• _PROBLEM STATEMENT_: Extract each line of the records below that contains the word "here".

• _PROVIDED ENTRIES_:
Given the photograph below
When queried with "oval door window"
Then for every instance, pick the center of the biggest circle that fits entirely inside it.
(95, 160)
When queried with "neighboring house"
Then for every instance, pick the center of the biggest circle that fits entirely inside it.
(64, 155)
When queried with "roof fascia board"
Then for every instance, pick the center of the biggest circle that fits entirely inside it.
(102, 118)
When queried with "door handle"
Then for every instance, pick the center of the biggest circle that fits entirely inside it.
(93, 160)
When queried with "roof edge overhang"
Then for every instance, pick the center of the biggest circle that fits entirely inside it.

---

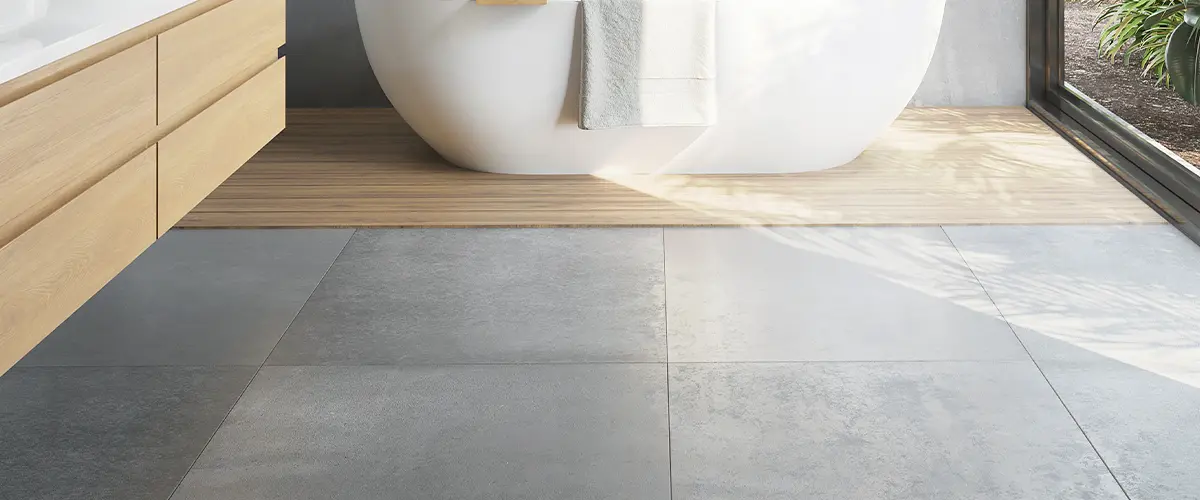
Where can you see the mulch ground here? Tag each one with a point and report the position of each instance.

--

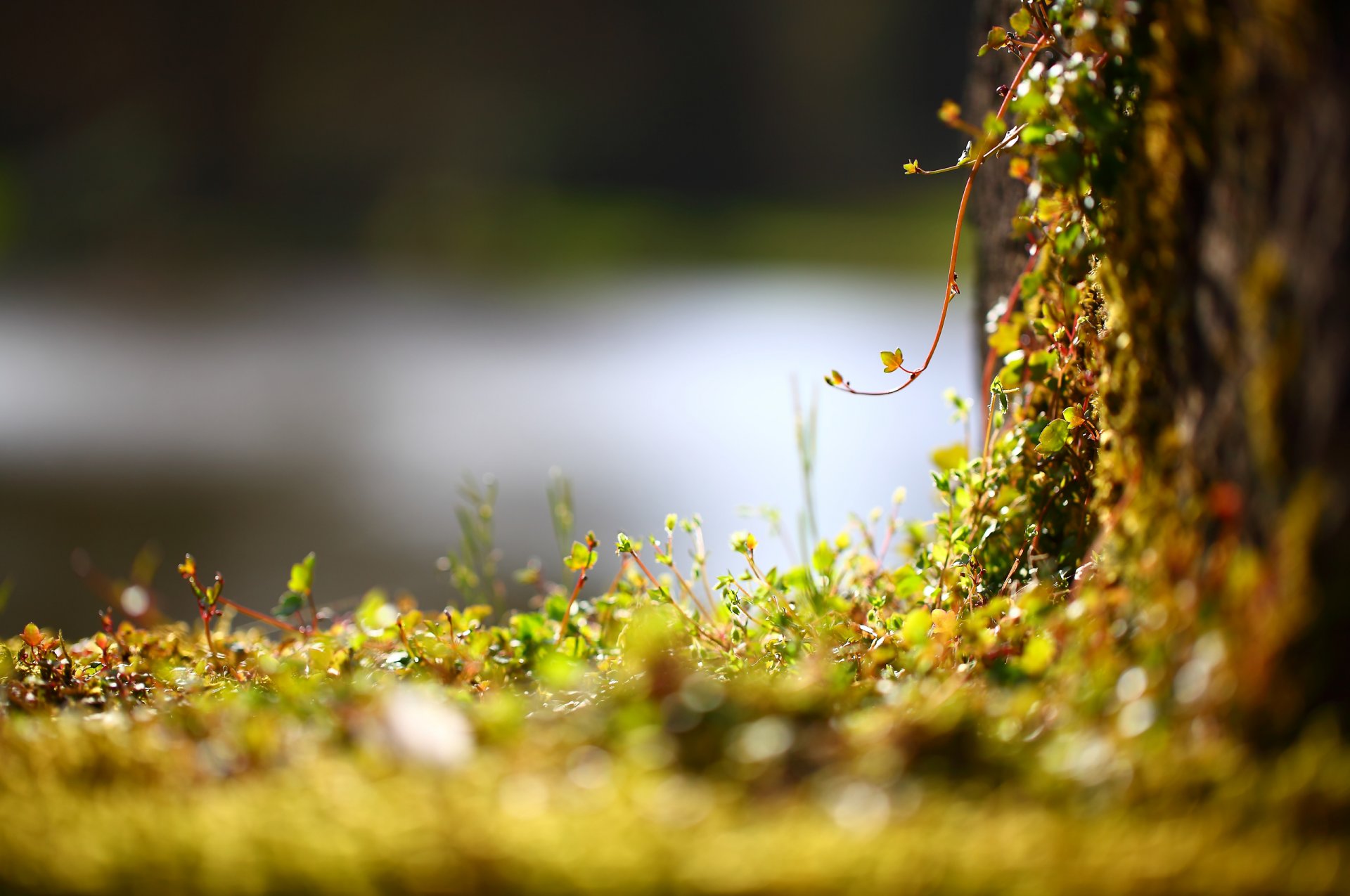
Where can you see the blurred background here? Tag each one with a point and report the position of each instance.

• _REPLY_:
Where can you see the mulch ground here? Tag each one with a point and report the position of each instance.
Where can you see the blurred background here? Tag each one with a point and report the position of each instance.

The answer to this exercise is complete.